__SCHRIFTLICHE AUFGABE A__
Suchen Sie in den unten stehenden Datensätzen jede Zeile, die das Wort "floor" enthält, und schreiben Sie diese Zeilen ab. Die Groß- und Kleinschreibung ist dabei zu beachten.

__QUELLENAUSZUG__

★ ★ ★

Viel Zeit gönnen wir uns nicht. Vor uns liegt nicht nur ein recht stattliches Arbeitsprogramm, wir sind auch total gespannt, ob all das, was wir uns zuhause so ausgedacht und vorbereitet haben, nun am Ende auch passt und funktioniert. Alle Basteltheorie ist ja solange grau, bis es an den echten Einbau geht. Selbst wenn man vorher alles ausmisst und unzählige Photos von den Bastelecken macht. Ist man erst einmal zuhause, fehlt doch immer wieder irgendein Maß oder an irgendein blödes Detail hat man doch nicht gedacht. Aber nicht nur das, eine Lösung hat ja auch die verzwickte Eigenschaft, sich zu verändern, je konkreter sie wird. Und ob die neue Idee, es nun doch lieber so zu machen, wirklich Sinn macht, könnte man vor Ort schnell klären, doch zuhause wirft sie nur neue Fragen auf.

★ ★ ★

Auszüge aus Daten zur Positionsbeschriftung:
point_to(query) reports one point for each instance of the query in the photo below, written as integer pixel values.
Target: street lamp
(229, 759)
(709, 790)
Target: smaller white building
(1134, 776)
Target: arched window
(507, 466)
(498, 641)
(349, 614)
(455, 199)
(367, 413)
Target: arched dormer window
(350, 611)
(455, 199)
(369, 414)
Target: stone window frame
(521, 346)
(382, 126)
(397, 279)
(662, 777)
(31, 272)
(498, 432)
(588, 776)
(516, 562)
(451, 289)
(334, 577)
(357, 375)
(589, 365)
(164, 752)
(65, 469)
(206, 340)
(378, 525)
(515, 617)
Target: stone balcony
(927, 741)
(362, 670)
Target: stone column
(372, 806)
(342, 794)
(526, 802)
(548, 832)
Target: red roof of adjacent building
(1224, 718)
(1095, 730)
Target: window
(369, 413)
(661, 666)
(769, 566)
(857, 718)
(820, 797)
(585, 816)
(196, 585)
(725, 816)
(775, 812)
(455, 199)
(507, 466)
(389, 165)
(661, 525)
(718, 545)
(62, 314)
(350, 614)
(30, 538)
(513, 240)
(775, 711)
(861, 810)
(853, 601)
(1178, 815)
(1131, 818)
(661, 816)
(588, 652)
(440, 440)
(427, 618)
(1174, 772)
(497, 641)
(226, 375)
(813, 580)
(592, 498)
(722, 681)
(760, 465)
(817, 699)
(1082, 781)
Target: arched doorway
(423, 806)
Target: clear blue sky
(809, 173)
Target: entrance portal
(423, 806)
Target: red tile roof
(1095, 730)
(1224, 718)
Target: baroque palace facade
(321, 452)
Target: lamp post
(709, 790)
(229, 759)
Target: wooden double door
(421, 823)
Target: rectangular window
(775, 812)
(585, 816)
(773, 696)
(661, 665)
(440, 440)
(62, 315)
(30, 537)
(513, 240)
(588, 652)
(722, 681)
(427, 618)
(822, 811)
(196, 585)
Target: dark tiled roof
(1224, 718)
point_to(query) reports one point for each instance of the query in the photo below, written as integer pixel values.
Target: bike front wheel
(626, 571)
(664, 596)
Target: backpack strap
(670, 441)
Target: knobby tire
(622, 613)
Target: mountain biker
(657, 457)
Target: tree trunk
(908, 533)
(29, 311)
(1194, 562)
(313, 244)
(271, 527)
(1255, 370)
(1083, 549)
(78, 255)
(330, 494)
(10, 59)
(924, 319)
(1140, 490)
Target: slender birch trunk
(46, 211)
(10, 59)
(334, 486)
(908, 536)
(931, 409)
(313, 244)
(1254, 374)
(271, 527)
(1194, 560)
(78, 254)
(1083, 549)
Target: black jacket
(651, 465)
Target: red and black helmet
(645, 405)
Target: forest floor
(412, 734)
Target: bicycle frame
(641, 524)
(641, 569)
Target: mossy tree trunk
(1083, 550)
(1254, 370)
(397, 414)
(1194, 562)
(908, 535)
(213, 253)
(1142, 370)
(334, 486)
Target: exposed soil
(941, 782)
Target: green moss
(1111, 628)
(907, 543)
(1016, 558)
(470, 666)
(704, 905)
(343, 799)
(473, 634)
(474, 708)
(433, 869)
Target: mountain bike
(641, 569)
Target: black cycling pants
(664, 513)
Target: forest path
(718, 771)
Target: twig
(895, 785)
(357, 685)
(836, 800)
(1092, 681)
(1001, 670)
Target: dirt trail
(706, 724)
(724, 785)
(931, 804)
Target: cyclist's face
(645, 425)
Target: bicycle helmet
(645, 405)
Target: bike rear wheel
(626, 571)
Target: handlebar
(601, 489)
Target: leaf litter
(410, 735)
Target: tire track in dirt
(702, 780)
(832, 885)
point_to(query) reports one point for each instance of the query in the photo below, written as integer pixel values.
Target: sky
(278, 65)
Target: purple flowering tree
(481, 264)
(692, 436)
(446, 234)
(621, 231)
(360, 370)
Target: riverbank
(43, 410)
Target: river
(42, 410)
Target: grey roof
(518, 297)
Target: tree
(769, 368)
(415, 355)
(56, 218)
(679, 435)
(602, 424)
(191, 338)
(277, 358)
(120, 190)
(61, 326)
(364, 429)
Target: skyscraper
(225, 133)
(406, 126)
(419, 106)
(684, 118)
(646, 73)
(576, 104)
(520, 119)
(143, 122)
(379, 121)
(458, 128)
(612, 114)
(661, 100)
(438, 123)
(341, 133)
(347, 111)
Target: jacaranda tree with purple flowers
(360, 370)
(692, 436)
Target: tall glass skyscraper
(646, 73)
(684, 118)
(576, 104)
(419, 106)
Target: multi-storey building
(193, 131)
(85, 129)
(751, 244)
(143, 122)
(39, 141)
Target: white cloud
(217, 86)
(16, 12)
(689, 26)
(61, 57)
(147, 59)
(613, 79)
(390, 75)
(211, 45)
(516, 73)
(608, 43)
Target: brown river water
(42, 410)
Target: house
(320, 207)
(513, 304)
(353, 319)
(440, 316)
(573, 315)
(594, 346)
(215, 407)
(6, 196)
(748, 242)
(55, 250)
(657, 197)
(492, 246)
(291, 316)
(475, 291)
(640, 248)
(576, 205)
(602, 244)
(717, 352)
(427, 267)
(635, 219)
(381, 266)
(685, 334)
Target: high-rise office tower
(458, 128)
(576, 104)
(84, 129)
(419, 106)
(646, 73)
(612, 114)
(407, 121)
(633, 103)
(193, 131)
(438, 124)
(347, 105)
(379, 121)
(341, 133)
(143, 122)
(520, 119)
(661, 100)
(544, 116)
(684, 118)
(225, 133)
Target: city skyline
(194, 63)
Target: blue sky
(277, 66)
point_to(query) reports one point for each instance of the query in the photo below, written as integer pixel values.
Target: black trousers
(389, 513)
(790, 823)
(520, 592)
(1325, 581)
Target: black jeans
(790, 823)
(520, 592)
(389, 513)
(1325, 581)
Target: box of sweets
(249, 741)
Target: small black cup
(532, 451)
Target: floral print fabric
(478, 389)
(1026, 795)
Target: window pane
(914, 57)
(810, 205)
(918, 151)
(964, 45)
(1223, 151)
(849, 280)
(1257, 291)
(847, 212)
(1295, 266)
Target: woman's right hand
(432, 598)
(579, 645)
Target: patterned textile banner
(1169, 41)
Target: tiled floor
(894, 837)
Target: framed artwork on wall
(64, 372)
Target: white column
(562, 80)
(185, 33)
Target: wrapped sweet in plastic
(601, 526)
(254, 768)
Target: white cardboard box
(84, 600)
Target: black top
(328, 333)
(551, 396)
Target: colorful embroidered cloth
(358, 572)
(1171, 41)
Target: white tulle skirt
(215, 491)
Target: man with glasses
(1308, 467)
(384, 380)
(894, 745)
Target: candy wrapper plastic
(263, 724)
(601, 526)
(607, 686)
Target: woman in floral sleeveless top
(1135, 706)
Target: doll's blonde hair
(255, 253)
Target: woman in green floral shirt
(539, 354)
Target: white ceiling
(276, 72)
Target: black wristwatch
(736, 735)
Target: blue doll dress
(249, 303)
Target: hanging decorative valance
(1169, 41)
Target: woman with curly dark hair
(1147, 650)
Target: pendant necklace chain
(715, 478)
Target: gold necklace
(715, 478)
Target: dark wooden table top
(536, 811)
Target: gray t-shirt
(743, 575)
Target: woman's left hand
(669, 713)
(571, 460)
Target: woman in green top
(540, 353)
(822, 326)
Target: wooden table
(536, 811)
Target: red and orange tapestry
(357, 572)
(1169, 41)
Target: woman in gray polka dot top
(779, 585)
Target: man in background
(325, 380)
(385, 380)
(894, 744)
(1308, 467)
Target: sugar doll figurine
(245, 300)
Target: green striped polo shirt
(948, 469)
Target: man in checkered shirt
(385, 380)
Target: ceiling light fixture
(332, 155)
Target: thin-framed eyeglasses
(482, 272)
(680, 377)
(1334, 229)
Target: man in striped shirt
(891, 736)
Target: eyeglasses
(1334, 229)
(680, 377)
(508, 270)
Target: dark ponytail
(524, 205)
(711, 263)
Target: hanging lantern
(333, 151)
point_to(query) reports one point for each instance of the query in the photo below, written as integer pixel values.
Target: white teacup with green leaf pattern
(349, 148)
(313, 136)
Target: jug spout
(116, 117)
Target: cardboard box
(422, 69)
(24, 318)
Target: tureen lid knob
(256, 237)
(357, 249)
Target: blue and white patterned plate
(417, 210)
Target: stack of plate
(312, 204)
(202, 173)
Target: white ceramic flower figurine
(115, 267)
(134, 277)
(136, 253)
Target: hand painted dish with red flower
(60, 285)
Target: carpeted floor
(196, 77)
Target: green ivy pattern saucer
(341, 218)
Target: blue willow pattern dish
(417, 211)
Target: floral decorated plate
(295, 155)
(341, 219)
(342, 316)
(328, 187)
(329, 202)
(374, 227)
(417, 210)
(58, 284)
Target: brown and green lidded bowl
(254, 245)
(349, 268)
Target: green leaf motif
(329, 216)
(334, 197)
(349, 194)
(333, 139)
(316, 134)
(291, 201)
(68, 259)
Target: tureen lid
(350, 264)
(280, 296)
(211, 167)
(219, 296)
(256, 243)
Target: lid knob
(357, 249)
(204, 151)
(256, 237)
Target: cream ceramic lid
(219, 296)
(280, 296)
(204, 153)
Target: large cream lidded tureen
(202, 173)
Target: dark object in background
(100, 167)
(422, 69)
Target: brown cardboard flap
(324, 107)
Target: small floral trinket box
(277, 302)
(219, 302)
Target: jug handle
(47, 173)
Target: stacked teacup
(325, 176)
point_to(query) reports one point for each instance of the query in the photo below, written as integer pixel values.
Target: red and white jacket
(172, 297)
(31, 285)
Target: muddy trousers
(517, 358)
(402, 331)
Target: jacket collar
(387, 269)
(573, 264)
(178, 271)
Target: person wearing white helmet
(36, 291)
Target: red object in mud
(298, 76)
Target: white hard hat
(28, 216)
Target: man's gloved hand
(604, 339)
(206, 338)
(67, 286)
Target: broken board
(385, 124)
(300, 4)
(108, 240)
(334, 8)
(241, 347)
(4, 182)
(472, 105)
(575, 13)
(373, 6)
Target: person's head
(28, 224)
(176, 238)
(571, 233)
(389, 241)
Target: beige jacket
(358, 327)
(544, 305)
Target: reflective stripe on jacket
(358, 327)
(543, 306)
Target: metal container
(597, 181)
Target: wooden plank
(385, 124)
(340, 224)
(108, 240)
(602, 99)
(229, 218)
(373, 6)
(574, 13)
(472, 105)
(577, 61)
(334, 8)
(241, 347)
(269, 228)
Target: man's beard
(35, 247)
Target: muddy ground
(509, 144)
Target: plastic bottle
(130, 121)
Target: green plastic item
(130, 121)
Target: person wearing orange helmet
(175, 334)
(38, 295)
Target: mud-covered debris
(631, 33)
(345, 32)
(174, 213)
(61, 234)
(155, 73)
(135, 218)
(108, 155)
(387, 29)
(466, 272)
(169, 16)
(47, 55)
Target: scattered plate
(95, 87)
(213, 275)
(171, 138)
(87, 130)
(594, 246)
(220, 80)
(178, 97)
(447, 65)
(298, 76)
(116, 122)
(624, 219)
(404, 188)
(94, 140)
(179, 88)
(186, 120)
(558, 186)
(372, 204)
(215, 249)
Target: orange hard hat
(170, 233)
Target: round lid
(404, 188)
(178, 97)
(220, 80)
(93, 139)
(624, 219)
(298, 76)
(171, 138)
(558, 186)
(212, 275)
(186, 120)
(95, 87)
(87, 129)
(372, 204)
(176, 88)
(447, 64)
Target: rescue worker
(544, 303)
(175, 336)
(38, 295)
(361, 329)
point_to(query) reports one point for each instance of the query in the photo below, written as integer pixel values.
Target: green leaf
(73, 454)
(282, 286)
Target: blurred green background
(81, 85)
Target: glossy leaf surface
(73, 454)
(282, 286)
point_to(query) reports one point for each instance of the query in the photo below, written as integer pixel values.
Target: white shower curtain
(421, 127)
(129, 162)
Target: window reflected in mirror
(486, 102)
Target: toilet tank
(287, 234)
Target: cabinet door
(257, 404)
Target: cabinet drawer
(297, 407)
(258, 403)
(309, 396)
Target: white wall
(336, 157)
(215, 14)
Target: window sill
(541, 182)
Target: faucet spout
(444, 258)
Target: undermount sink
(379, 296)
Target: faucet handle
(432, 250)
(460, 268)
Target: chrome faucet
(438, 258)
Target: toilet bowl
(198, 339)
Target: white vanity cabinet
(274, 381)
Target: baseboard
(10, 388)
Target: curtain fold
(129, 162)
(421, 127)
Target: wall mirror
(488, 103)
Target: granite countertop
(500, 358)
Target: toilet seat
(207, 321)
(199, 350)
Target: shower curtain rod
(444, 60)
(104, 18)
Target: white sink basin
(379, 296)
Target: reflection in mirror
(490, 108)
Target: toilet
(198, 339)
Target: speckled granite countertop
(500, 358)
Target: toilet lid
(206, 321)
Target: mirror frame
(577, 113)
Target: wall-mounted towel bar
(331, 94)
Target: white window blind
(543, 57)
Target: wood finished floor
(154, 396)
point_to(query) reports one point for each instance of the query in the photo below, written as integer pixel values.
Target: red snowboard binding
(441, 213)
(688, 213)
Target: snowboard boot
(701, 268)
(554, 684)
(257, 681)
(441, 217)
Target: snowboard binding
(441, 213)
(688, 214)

★ ★ ★

__SCHRIFTLICHE AUFGABE B__
Welche Eigenschaft hat laut dem Quellenauszug eine Lösung?

__VOLLSTÄNDIGE AUSGABE A__
Target: forest floor
Target: tiled floor
Target: carpeted floor
Target: wood finished floor

__VOLLSTÄNDIGE AUSGABE B__
Sie verändert sich, je konkreter sie wird.